_SET PROBLEM_:
Extract every line of the data below that contains the word "house", matching its case exactly.
___ MATERIAL FOR THE TASK ___
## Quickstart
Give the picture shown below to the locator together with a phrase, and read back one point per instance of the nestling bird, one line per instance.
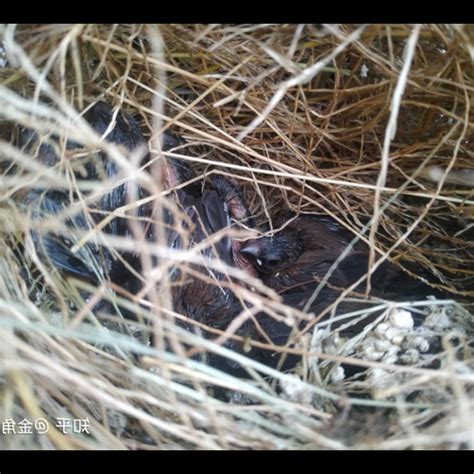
(92, 262)
(296, 259)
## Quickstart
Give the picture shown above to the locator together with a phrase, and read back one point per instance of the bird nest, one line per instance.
(369, 125)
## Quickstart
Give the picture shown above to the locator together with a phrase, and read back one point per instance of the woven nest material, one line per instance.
(371, 125)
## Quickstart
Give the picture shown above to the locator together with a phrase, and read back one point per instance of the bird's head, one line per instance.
(273, 254)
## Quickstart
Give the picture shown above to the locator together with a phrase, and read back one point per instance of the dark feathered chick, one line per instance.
(92, 262)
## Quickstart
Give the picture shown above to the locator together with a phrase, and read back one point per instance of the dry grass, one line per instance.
(369, 124)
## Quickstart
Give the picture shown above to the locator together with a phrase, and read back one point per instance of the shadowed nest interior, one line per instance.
(367, 125)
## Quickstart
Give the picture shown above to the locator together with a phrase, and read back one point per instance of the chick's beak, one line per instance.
(251, 248)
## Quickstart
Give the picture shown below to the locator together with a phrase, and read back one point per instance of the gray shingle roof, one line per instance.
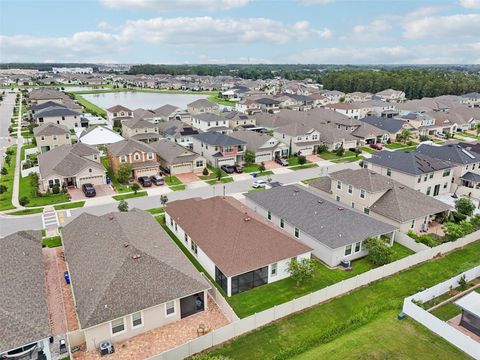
(412, 163)
(327, 222)
(214, 138)
(23, 294)
(107, 282)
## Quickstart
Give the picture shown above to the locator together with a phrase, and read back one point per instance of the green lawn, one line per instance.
(28, 190)
(69, 205)
(54, 241)
(266, 296)
(26, 212)
(375, 341)
(129, 195)
(323, 324)
(7, 180)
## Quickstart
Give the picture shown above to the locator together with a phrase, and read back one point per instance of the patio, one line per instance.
(161, 339)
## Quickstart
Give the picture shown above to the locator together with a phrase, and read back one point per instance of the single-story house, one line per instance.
(334, 232)
(134, 280)
(234, 245)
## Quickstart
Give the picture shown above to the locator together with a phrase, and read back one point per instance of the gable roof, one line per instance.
(327, 222)
(23, 293)
(219, 227)
(413, 163)
(215, 138)
(108, 282)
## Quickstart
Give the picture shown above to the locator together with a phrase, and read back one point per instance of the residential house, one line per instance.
(465, 162)
(264, 146)
(70, 166)
(132, 281)
(391, 95)
(177, 159)
(50, 135)
(219, 149)
(178, 132)
(413, 169)
(24, 316)
(140, 155)
(60, 115)
(119, 113)
(335, 233)
(382, 198)
(202, 106)
(140, 129)
(233, 244)
(98, 136)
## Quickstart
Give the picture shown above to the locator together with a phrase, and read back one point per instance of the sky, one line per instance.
(240, 31)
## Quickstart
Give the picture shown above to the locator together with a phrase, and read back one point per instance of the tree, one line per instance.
(249, 157)
(135, 187)
(163, 199)
(302, 160)
(464, 206)
(379, 253)
(124, 173)
(123, 206)
(301, 270)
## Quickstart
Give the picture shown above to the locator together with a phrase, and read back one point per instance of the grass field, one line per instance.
(129, 195)
(327, 323)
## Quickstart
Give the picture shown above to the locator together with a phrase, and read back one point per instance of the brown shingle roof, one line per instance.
(219, 227)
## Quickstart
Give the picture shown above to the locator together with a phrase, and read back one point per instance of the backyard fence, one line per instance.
(257, 320)
(440, 327)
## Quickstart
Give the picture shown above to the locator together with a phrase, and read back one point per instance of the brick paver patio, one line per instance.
(166, 337)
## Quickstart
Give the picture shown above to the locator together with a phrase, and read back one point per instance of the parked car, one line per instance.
(238, 169)
(227, 168)
(376, 146)
(157, 180)
(89, 190)
(281, 161)
(145, 181)
(260, 184)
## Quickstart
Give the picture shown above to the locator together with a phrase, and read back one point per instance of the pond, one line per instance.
(144, 100)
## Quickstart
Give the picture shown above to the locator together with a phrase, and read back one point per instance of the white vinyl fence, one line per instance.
(441, 328)
(255, 321)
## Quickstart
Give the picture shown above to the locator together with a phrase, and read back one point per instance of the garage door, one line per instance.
(94, 180)
(263, 157)
(181, 168)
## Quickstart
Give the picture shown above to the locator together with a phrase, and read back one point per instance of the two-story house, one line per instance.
(50, 135)
(219, 149)
(140, 155)
(382, 198)
(413, 169)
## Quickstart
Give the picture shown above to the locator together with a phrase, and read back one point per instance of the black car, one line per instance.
(89, 190)
(227, 168)
(145, 181)
(157, 180)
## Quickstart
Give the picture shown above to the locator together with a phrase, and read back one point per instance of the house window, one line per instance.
(137, 319)
(273, 269)
(170, 308)
(194, 248)
(358, 246)
(348, 250)
(118, 326)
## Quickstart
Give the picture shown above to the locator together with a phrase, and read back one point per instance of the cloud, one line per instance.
(426, 54)
(461, 25)
(470, 4)
(167, 5)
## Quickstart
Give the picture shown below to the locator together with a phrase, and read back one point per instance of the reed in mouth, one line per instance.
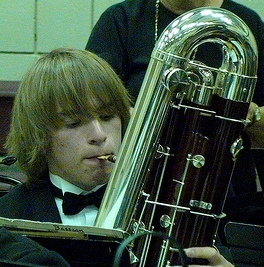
___
_TASK RESPONSE_:
Give the picture shown above to the locator together with a phrase, and read back one point per instance of the single-story house, one line per instance.
Give the picture shown above to the locator together with a phrase, and read back one point per instance of the residential house, one line per instance.
Give the picture shown above to the locator together with a phrase, and read back one point per instance of the two-story house, one line per instance.
Give the picture shown above to the locator together with a phrase, and read back one point per instance of the house window, one line per instance.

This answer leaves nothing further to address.